EXERCICES:
- A) Résumez en deux phrases l’extrait sur le sabbat.
- B) Dans la liste, remplacez « green grass blade » par « yellow grass blade » entre la ligne qui contient « Can you spot the green grass blade » et celle qui contient « x=159, y=39 », toutes deux incluses. Recopiez uniquement ces lignes, sans rien changer d’autre.

EXTRAIT:
################

L’infirme peut sortir avec sa jambe de bois. Mais si la jambe de bois a un réceptacle creux, elle est impure. . . .
La chaise et les béquilles d’un malade peuvent devenir impures ; il ne peut pas sortir avec elles le jour du sabbat.
Il est permis de porter sur soi comme remède l’œuf d’une sauterelle, la dent d’un renard ou l’ongle d’un pendu.
Le chapitre XII traite de la question de l’occupation le jour du sabbat.
Combien un homme doit-il construire pour être coupable ? Quiconque construit quelque chose, qui taille une pierre, frappe avec un marteau, utilise un rabot ou perce un trou, est coupable.
Quiconque laboure, désherbe ou arrache des branches est coupable. Quiconque ramasse du bois pour défricher le terrain est coupable.
Quiconque écrit deux lettres, soit de la main droite, soit de la main gauche, soit qu’il écrive une même lettre deux fois, soit deux lettres différentes, soit avec des encres différentes, dans n’importe quelle langue, est coupable.

################

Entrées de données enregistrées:
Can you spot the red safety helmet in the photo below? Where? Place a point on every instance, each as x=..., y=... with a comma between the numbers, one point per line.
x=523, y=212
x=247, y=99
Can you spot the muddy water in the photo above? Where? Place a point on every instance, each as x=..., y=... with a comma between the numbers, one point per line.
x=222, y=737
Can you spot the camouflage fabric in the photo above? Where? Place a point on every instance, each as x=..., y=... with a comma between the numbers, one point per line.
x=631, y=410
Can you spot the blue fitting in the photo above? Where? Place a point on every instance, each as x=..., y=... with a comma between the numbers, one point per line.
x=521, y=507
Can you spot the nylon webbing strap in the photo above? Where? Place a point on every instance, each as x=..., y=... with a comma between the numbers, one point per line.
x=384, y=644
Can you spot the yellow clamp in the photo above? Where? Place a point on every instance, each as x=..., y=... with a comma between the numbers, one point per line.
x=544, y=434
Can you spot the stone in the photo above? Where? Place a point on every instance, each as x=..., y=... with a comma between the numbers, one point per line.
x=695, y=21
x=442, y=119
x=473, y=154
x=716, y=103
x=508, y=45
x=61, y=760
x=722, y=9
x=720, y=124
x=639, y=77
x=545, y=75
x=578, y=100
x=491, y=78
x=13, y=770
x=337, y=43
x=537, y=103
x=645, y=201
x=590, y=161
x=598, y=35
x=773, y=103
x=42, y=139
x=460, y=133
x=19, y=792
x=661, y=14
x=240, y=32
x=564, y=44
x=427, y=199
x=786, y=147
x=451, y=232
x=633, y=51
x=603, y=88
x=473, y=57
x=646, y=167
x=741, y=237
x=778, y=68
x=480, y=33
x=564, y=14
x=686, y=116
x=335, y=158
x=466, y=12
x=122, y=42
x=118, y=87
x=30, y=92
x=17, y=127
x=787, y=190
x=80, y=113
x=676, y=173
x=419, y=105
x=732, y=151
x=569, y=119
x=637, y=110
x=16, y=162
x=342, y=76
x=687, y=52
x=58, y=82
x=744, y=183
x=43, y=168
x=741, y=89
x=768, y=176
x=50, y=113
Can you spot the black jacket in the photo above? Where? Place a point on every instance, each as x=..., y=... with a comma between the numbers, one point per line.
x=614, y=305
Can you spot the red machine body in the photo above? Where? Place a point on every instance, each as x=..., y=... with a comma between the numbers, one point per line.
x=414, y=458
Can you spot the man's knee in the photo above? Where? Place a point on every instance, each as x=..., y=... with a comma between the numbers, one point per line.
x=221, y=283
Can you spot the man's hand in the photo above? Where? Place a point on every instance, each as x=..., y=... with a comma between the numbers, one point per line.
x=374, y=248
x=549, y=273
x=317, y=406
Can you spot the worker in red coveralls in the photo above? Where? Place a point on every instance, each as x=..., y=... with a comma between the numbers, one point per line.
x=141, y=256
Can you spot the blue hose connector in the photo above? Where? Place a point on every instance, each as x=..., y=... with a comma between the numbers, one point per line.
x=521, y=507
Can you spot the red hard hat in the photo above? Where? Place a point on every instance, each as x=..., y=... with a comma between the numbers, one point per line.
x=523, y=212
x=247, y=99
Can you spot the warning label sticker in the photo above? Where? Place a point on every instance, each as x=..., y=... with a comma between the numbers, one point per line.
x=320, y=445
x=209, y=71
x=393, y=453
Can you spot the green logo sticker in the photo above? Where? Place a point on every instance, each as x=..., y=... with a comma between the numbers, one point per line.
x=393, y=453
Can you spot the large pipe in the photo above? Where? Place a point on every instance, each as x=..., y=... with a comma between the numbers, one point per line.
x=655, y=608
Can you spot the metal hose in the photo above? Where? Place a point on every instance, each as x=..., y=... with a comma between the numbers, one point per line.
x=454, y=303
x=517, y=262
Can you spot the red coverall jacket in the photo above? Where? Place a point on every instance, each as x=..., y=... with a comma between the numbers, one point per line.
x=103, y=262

################

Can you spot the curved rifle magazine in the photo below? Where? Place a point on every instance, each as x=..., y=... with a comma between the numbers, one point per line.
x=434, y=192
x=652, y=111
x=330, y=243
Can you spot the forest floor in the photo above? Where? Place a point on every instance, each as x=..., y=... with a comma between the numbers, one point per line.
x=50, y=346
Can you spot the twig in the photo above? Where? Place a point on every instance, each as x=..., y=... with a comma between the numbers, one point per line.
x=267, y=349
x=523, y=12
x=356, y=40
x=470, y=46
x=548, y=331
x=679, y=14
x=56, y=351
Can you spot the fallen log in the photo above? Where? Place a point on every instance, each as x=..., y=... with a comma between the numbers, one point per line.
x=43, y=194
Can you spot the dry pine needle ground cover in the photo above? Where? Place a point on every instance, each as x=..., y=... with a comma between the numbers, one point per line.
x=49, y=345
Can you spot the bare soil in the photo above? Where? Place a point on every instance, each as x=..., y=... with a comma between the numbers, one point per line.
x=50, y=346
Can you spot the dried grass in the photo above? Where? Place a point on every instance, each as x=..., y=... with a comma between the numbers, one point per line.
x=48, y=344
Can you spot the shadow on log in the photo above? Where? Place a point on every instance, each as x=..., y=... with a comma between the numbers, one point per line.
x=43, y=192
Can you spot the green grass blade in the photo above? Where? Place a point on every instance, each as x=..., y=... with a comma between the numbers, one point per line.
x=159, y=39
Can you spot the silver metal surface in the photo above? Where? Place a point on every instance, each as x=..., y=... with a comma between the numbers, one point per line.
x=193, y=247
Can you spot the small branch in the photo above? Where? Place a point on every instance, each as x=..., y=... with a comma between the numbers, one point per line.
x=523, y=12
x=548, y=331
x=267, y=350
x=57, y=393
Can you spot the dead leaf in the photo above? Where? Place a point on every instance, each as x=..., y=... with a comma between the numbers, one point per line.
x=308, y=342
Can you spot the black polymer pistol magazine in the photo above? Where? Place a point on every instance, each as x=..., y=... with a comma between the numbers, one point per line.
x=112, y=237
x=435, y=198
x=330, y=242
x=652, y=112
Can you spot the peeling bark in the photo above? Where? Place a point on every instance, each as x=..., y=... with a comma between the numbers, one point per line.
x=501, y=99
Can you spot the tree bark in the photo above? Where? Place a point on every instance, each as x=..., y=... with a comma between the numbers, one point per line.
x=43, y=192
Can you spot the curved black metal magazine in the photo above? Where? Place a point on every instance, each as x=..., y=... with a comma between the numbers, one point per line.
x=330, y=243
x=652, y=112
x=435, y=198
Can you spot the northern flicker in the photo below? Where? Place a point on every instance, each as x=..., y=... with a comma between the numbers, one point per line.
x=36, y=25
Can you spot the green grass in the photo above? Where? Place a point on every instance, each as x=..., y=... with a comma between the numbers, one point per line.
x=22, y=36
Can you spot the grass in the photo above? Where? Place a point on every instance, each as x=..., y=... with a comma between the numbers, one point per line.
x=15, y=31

################

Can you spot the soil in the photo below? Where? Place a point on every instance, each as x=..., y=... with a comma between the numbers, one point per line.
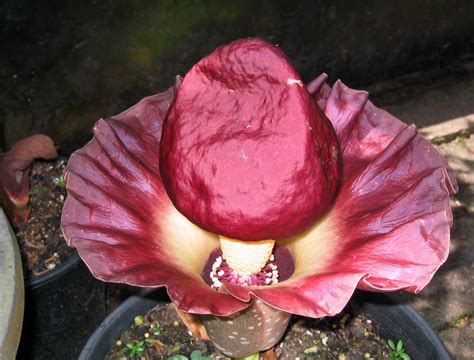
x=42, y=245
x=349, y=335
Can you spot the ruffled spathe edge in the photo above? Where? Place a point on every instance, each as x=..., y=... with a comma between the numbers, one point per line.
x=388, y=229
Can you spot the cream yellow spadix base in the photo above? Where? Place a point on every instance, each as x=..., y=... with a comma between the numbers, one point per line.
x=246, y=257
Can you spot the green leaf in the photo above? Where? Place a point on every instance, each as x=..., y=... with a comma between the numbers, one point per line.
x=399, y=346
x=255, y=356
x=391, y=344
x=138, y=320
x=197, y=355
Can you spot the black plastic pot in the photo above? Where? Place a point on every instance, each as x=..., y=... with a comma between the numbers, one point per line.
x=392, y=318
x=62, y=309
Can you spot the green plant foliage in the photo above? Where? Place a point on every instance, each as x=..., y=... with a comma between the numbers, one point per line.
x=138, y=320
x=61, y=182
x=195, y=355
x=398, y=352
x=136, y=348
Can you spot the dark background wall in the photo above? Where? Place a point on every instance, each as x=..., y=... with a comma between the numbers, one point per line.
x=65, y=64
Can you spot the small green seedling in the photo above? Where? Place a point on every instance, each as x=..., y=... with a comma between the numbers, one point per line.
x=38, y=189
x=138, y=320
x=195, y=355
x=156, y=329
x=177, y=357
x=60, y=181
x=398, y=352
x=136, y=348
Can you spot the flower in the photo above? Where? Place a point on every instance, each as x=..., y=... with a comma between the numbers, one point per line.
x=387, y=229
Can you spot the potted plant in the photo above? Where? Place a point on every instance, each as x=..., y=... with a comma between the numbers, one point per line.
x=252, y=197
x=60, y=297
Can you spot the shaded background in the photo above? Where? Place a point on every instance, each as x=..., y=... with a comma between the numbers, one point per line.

################

RÉPONSES ATTENDUES:
- A) L’extrait indique que l’infirme peut sortir avec sa jambe de bois, que le malade ne peut pas sortir le jour du sabbat avec sa chaise et ses béquilles, et qu’il est permis de porter sur soi certains objets comme remède. Il traite aussi de l’occupation le jour du sabbat et déclare coupable quiconque construit, laboure, désherbe, arrache des branches, ramasse du bois pour défricher le terrain ou écrit deux lettres.

- B)
Can you spot the yellow grass blade in the photo above? Where? Place a point on every instance, each as x=..., y=... with a comma between the numbers, one point per line.
x=159, y=39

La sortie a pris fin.